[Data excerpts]
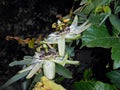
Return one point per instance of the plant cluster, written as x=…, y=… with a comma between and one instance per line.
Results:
x=99, y=23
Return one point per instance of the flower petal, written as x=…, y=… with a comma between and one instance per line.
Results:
x=49, y=69
x=34, y=70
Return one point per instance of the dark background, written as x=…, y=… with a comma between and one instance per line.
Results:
x=30, y=18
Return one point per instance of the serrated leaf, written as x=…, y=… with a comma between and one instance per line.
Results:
x=14, y=79
x=115, y=77
x=22, y=62
x=63, y=71
x=99, y=37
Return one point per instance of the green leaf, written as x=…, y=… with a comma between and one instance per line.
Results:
x=115, y=56
x=115, y=21
x=117, y=10
x=115, y=77
x=90, y=85
x=97, y=36
x=22, y=62
x=84, y=85
x=63, y=71
x=14, y=79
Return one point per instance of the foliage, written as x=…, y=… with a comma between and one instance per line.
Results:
x=115, y=77
x=90, y=85
x=99, y=19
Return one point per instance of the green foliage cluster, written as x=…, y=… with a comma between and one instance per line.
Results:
x=104, y=15
x=104, y=32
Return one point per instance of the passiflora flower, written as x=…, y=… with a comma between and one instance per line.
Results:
x=46, y=84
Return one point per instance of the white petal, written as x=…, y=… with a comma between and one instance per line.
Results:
x=61, y=46
x=49, y=69
x=34, y=70
x=75, y=22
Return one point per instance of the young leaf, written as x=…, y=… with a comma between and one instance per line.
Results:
x=63, y=71
x=14, y=79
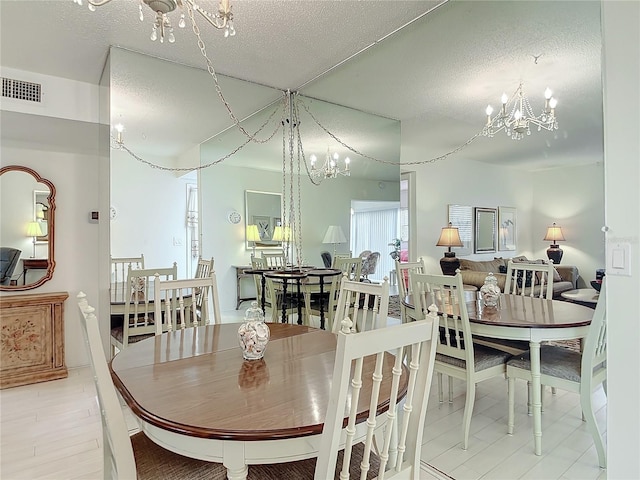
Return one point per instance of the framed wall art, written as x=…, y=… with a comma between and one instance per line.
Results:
x=485, y=223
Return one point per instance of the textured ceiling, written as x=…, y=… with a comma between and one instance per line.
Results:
x=440, y=70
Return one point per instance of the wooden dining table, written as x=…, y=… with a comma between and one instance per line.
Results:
x=195, y=395
x=527, y=318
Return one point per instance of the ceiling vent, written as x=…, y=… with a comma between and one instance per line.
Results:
x=21, y=90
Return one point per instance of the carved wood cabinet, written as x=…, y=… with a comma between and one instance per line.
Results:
x=32, y=341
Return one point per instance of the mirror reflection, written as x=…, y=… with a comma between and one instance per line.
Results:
x=26, y=238
x=263, y=210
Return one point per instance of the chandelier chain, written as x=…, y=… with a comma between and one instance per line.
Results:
x=388, y=162
x=212, y=72
x=119, y=144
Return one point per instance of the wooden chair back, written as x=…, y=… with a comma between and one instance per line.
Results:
x=366, y=304
x=400, y=448
x=186, y=303
x=529, y=279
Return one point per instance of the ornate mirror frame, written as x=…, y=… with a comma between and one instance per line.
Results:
x=50, y=225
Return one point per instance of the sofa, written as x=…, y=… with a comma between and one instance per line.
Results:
x=474, y=272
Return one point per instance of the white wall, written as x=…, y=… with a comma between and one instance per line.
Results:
x=621, y=67
x=573, y=198
x=151, y=207
x=539, y=198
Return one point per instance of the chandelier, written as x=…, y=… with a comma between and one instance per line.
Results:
x=516, y=116
x=222, y=19
x=330, y=169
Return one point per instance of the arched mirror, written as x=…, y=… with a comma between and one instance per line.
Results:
x=27, y=228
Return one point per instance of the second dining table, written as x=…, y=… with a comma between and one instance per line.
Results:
x=195, y=395
x=532, y=319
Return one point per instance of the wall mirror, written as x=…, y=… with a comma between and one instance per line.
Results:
x=485, y=230
x=27, y=228
x=264, y=210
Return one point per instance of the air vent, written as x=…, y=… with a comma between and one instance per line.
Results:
x=21, y=90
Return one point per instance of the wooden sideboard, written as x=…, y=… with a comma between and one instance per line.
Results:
x=32, y=341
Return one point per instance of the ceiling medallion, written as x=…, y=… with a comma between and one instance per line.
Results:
x=222, y=19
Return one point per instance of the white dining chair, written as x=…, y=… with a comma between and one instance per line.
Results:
x=135, y=457
x=366, y=304
x=119, y=270
x=138, y=319
x=204, y=267
x=579, y=372
x=185, y=303
x=457, y=356
x=352, y=266
x=529, y=279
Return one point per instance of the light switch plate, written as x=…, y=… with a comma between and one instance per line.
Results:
x=619, y=259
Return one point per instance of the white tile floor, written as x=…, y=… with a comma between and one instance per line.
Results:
x=52, y=430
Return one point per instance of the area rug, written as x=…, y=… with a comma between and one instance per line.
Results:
x=394, y=307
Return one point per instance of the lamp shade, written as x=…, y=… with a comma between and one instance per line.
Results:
x=554, y=234
x=33, y=229
x=252, y=233
x=449, y=237
x=334, y=235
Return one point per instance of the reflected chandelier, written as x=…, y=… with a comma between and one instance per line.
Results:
x=222, y=19
x=330, y=169
x=516, y=116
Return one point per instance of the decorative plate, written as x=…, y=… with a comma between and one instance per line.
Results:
x=234, y=217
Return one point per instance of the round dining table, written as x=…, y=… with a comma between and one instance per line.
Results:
x=519, y=317
x=195, y=395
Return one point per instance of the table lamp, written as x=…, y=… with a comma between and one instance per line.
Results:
x=449, y=237
x=334, y=235
x=253, y=236
x=34, y=230
x=554, y=234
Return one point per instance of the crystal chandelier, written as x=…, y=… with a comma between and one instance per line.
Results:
x=222, y=19
x=330, y=169
x=516, y=116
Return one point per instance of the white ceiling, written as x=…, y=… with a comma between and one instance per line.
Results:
x=441, y=70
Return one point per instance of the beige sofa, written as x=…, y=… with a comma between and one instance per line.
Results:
x=474, y=273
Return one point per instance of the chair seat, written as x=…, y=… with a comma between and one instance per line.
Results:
x=484, y=358
x=560, y=362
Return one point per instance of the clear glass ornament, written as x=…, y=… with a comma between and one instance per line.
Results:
x=253, y=333
x=490, y=291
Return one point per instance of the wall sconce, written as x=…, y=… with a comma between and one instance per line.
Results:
x=334, y=235
x=253, y=236
x=554, y=252
x=34, y=230
x=449, y=237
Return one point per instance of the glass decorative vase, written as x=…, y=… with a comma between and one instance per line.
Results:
x=490, y=291
x=253, y=333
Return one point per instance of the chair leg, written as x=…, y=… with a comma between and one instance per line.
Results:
x=468, y=412
x=512, y=404
x=592, y=426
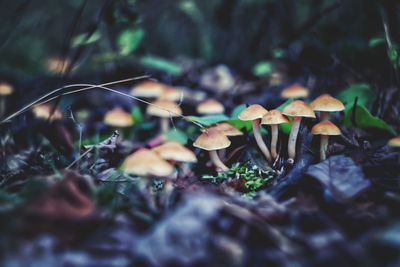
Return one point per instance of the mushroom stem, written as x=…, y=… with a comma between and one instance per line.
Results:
x=293, y=137
x=259, y=140
x=323, y=115
x=274, y=140
x=324, y=146
x=217, y=162
x=2, y=106
x=164, y=123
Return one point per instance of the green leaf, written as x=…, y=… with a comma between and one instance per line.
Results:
x=208, y=119
x=363, y=91
x=160, y=64
x=263, y=68
x=129, y=40
x=176, y=135
x=81, y=39
x=137, y=114
x=364, y=119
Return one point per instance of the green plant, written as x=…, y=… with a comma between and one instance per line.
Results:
x=256, y=178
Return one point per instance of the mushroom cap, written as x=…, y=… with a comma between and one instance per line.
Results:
x=170, y=93
x=173, y=150
x=118, y=117
x=146, y=162
x=212, y=139
x=298, y=108
x=395, y=142
x=326, y=102
x=325, y=128
x=164, y=108
x=227, y=129
x=294, y=91
x=210, y=106
x=274, y=117
x=252, y=112
x=148, y=89
x=6, y=88
x=44, y=111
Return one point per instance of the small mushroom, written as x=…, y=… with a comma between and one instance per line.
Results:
x=213, y=140
x=148, y=89
x=210, y=106
x=254, y=113
x=119, y=118
x=145, y=162
x=395, y=142
x=5, y=90
x=325, y=129
x=274, y=118
x=165, y=109
x=324, y=104
x=44, y=111
x=295, y=91
x=297, y=109
x=228, y=130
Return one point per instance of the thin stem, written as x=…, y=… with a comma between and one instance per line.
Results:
x=164, y=124
x=293, y=137
x=259, y=140
x=324, y=115
x=217, y=162
x=274, y=140
x=324, y=146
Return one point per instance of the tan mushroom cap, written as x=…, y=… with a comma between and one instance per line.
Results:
x=212, y=140
x=295, y=91
x=171, y=93
x=6, y=88
x=118, y=117
x=164, y=108
x=325, y=128
x=298, y=108
x=44, y=111
x=395, y=142
x=252, y=112
x=274, y=117
x=146, y=162
x=148, y=89
x=173, y=150
x=227, y=129
x=326, y=102
x=210, y=106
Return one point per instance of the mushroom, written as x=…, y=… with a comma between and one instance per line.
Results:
x=213, y=140
x=324, y=104
x=228, y=130
x=254, y=113
x=44, y=111
x=325, y=129
x=148, y=89
x=297, y=109
x=170, y=93
x=174, y=151
x=274, y=117
x=295, y=91
x=5, y=89
x=119, y=118
x=395, y=142
x=210, y=106
x=145, y=162
x=164, y=109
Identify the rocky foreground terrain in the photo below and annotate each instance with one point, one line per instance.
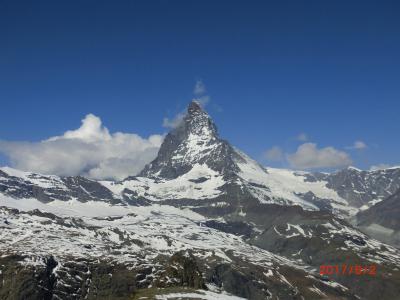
(202, 221)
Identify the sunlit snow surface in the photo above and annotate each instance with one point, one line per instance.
(183, 187)
(92, 229)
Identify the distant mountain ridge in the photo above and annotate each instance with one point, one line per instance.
(202, 215)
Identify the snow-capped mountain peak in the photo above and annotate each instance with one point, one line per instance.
(194, 141)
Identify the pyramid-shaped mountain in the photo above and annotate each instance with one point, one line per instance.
(194, 141)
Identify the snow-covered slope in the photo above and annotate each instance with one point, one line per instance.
(136, 237)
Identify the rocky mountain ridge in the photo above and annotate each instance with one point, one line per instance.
(237, 223)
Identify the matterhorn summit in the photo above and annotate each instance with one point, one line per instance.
(194, 141)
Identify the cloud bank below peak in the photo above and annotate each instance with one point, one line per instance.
(91, 151)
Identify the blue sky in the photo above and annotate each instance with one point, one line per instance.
(272, 70)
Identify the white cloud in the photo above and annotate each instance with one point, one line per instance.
(199, 92)
(308, 156)
(89, 151)
(302, 137)
(175, 121)
(274, 154)
(199, 88)
(358, 145)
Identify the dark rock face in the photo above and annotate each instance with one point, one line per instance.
(385, 213)
(195, 140)
(182, 270)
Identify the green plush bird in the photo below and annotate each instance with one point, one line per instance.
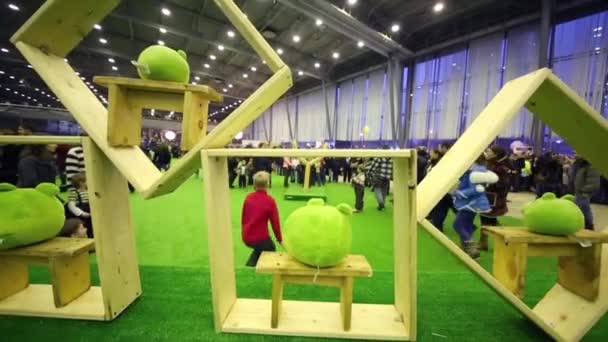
(160, 63)
(29, 215)
(319, 235)
(553, 216)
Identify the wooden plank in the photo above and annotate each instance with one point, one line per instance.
(571, 315)
(317, 319)
(250, 34)
(90, 113)
(40, 140)
(56, 247)
(510, 263)
(124, 119)
(572, 118)
(283, 263)
(113, 228)
(481, 133)
(70, 277)
(14, 277)
(311, 153)
(219, 237)
(581, 274)
(194, 122)
(159, 86)
(37, 301)
(60, 25)
(405, 240)
(223, 134)
(277, 300)
(494, 284)
(522, 234)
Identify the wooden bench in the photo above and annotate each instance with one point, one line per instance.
(127, 97)
(579, 257)
(68, 262)
(286, 269)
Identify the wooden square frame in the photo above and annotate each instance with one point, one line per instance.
(395, 321)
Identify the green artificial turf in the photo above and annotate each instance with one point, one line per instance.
(176, 302)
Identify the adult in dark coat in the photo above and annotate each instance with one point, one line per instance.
(496, 159)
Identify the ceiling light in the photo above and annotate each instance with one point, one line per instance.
(438, 7)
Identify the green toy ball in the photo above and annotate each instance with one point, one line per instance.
(553, 216)
(318, 235)
(29, 215)
(160, 63)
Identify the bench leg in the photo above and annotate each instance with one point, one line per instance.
(277, 299)
(71, 277)
(510, 263)
(14, 277)
(346, 302)
(581, 274)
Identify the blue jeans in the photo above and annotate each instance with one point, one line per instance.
(584, 203)
(464, 224)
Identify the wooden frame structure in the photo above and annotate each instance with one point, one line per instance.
(395, 321)
(114, 245)
(561, 314)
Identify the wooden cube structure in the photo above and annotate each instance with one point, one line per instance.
(396, 321)
(114, 249)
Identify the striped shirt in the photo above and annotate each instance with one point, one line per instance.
(74, 162)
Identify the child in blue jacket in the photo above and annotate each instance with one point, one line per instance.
(469, 200)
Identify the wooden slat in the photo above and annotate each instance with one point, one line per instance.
(40, 140)
(113, 228)
(250, 34)
(522, 234)
(219, 237)
(573, 119)
(60, 25)
(481, 133)
(57, 247)
(159, 86)
(223, 134)
(311, 153)
(282, 263)
(37, 300)
(317, 319)
(90, 114)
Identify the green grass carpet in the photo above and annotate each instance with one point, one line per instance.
(176, 302)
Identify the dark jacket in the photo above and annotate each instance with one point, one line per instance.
(34, 170)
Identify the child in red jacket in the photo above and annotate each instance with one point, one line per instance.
(258, 209)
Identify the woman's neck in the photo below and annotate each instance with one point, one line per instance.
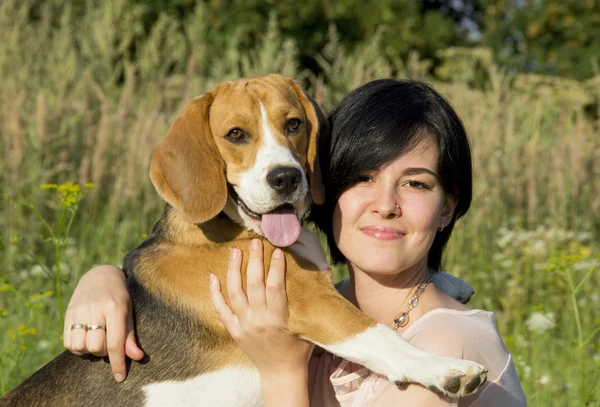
(383, 297)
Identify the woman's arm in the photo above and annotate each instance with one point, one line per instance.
(258, 323)
(101, 298)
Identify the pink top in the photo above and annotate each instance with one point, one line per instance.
(470, 335)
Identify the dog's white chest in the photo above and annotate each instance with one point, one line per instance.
(228, 387)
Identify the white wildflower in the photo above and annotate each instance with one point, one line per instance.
(545, 379)
(37, 270)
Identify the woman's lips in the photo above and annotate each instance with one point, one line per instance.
(382, 232)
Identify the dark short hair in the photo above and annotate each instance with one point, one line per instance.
(375, 124)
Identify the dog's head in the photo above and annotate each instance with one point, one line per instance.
(248, 148)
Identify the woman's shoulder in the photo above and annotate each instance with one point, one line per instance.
(459, 332)
(472, 335)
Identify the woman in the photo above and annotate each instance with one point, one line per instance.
(397, 173)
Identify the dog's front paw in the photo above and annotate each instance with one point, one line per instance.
(451, 377)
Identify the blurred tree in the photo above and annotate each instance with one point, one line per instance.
(559, 37)
(404, 25)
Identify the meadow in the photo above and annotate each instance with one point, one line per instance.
(80, 116)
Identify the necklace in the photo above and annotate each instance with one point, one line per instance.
(401, 320)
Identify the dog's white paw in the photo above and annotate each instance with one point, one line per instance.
(448, 376)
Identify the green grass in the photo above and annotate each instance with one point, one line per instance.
(76, 107)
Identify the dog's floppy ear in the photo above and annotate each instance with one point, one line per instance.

### Problem statement
Return every line of the records in which the word "lamp" is found.

### Finished task
Return one point per instance of the lamp shade, written as x=…, y=… with a comma between and one instance per line.
Return one point per instance of the table lamp, written as x=…, y=… with a comma between and one instance per line.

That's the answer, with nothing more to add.